* **TASK BRIEF**
In the page on random data in numpy, return the passage from "In this section" to "numbers in numpy.", copied word for word.

* **PAGE EXTRACT**

Creating random data in numpy

By Martin McBride, 2019-09-16
Tags: arrays random
Categories: numpy


In this section we will look at how to create numpy arrays initialised with random data.

There are various ways to create an array of random numbers in numpy.

If you read the numpy documentation, you will find that most of the random functions have several variants that do more or less the same thing. They might vary in minor ways - parameter order, whether the value range is inclusive or exclusive etc. The basic set described below should be enough to do everything you need, but if you prefer to use the other variants they will deliver the same results.

random.random

This will create an array of random numbers in the range 0.0 up to but not including 1.0. This means that the range can included anything from 0.0 up to the largest float that is less than 1 (eg something like 0.99999999...), but it will never actually include 1.0. In maths we sometimes write this as [0.0, 1.0). The values are distributed uniformly, so every values is equally likely to occur.

r = np.random.random((3, 2))
print(r)

This creates a 3 by 2 array of random numbers, like this (of course you will get different numbers):

[[0.40704545 0.47734427]
 [0.76764629 0.37887717]
 [0.82443478 0.36409071]]

If you want to create random number over a different range, for example [a, b), you can do it using vectorised operators like this:

r = (b - a)*np.random.random((3, 2)) + a
print(r)

Lines of data

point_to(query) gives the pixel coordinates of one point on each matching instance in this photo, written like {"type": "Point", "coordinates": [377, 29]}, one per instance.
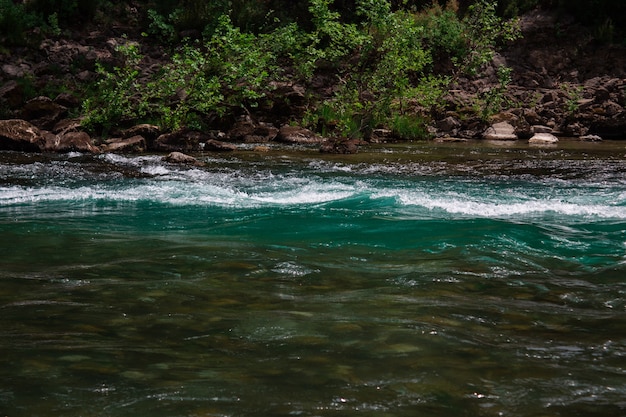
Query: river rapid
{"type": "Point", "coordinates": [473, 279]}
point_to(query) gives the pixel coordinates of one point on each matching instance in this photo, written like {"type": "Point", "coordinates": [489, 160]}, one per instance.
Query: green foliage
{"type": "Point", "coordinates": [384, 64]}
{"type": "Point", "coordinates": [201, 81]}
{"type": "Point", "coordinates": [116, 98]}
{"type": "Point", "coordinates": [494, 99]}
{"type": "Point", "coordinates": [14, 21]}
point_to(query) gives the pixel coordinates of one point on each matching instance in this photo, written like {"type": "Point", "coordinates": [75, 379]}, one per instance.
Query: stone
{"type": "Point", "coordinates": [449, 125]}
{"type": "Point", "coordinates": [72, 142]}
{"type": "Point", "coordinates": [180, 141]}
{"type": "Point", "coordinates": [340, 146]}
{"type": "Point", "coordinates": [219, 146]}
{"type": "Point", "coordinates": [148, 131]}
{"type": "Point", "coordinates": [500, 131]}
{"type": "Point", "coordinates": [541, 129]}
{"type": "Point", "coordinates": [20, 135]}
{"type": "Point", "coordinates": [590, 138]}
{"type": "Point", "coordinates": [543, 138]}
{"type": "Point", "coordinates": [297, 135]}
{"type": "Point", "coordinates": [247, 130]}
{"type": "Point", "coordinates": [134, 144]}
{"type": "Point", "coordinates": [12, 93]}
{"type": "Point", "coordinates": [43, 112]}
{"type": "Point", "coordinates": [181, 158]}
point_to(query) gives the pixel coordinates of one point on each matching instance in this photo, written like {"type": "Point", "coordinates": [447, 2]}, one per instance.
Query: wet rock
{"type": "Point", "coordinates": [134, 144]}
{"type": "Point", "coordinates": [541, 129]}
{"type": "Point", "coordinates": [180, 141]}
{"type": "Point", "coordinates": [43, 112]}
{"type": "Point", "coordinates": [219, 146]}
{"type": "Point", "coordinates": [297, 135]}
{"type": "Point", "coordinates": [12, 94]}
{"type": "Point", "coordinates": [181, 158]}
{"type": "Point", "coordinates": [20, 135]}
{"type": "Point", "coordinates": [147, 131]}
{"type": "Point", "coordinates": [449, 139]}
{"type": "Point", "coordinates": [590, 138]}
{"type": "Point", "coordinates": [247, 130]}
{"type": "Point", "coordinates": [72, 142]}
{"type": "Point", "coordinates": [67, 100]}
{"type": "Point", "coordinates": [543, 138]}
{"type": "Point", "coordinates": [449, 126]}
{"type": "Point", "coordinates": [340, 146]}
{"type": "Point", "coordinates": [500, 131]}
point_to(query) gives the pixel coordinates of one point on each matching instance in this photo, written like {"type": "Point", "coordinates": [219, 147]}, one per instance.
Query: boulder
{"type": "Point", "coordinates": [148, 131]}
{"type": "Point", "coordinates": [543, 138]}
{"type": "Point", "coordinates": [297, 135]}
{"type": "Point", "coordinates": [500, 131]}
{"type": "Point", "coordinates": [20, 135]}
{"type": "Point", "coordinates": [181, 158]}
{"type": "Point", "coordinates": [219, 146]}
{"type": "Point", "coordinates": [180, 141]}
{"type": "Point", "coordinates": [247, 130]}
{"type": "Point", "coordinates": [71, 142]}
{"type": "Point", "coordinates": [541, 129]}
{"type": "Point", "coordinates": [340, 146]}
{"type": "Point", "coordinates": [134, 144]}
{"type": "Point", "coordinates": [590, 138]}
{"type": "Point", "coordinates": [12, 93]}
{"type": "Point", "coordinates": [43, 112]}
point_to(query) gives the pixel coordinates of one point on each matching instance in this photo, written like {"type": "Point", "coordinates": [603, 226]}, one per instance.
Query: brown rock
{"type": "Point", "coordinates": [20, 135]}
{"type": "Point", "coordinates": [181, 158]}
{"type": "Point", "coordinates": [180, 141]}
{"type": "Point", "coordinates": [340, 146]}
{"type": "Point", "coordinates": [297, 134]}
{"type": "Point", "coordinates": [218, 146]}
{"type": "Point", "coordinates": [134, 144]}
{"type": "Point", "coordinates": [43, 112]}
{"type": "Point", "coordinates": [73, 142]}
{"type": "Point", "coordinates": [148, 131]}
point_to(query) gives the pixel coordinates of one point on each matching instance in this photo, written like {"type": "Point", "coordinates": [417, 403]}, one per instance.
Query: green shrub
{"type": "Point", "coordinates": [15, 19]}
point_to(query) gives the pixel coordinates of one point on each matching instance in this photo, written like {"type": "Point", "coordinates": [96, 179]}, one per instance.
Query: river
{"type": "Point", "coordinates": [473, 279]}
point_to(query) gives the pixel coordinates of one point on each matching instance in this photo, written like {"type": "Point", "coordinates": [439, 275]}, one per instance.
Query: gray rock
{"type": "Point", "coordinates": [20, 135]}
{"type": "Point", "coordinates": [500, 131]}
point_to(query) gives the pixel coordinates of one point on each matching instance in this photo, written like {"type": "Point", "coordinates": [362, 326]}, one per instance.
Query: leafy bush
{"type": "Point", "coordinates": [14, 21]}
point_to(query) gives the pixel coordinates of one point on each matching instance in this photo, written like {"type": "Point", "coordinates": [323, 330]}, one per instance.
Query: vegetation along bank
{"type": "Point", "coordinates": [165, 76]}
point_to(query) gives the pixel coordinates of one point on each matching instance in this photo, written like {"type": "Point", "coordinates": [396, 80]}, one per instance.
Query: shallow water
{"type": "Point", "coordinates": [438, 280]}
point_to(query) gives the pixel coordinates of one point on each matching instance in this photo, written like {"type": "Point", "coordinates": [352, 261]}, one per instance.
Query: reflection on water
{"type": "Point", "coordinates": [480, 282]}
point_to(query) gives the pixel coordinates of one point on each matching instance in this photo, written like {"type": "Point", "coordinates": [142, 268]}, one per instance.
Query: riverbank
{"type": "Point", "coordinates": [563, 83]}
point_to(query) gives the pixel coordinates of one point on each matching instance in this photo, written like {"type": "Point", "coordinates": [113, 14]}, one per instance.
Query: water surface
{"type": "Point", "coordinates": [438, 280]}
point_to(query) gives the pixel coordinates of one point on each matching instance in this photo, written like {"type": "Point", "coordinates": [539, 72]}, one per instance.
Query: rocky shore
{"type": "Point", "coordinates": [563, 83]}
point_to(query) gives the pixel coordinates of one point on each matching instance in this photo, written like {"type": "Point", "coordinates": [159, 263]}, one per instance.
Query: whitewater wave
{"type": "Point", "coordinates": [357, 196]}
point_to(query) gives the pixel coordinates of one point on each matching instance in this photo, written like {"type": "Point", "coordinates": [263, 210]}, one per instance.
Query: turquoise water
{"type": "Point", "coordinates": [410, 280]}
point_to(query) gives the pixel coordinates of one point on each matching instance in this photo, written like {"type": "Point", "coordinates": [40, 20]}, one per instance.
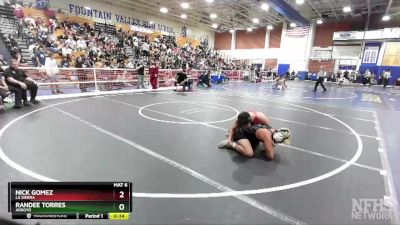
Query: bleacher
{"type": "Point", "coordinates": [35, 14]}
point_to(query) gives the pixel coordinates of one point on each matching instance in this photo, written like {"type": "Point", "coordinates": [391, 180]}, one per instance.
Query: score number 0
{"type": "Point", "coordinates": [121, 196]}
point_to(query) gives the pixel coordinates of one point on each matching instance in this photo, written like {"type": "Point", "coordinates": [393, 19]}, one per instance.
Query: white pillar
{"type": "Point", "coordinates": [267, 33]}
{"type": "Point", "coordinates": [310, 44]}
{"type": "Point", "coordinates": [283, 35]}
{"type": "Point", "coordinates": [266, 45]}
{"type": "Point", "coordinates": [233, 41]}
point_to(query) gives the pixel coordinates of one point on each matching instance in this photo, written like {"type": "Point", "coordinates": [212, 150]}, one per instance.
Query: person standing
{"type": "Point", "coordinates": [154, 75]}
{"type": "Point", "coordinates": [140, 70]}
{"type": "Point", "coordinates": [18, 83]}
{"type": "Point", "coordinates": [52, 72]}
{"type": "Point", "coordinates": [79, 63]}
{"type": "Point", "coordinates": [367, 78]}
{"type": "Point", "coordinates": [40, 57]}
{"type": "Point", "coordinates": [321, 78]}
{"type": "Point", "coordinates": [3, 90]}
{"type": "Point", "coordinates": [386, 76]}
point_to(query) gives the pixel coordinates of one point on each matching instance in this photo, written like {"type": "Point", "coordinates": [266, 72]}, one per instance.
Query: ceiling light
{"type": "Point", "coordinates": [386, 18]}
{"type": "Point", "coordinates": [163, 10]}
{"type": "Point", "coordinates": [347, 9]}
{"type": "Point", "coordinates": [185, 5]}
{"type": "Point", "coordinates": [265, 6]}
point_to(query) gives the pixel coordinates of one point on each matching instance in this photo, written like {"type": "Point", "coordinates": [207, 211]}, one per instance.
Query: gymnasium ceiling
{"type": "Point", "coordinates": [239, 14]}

---

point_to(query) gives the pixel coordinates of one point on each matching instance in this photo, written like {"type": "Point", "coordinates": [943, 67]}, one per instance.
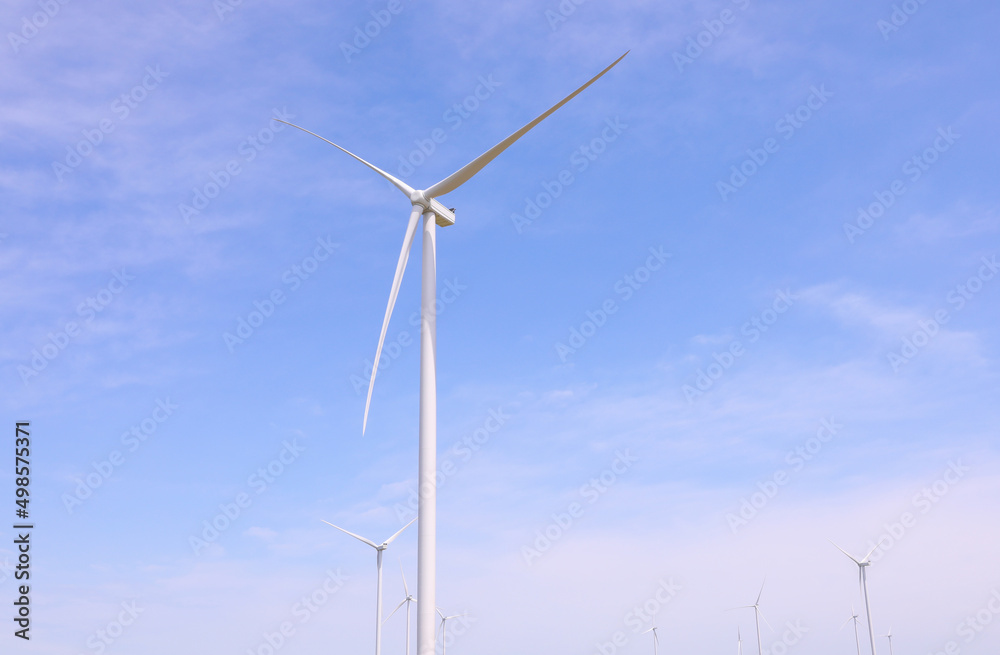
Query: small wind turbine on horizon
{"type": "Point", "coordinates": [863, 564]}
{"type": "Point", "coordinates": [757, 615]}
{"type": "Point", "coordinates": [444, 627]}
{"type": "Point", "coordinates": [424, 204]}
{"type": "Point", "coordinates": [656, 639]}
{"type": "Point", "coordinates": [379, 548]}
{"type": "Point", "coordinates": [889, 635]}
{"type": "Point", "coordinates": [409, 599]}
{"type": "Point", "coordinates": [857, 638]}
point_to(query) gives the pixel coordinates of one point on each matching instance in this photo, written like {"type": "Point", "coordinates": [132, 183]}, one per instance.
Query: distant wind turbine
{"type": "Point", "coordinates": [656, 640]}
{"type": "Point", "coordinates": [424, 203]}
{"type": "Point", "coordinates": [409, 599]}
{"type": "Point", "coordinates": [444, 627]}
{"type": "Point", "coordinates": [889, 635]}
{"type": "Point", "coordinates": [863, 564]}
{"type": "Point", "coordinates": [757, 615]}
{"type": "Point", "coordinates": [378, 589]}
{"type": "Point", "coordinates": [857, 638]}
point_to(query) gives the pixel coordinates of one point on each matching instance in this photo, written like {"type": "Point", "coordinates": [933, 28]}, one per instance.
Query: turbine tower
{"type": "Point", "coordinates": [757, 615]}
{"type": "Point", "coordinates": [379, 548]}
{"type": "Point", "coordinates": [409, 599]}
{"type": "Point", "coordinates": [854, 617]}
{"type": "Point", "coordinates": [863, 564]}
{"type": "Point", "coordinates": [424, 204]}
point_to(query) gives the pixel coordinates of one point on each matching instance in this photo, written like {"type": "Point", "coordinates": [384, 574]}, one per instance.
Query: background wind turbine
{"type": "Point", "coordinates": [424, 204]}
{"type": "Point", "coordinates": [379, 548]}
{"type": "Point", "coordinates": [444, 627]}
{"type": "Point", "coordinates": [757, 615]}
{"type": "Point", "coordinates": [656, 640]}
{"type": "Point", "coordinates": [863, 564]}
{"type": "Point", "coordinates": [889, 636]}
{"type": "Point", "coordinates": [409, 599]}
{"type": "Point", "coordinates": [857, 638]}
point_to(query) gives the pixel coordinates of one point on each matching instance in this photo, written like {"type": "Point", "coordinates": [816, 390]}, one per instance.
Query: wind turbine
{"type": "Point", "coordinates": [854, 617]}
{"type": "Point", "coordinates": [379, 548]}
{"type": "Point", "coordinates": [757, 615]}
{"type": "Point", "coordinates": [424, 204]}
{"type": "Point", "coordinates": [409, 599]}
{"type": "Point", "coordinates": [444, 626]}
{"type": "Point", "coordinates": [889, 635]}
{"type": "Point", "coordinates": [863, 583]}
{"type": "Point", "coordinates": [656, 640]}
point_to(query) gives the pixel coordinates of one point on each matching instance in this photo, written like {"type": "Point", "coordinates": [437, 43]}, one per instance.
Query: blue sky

* **EXPECTED OUTPUT**
In this section we will look at how to create numpy arrays initialised with random data.

There are various ways to create an array of random numbers in numpy.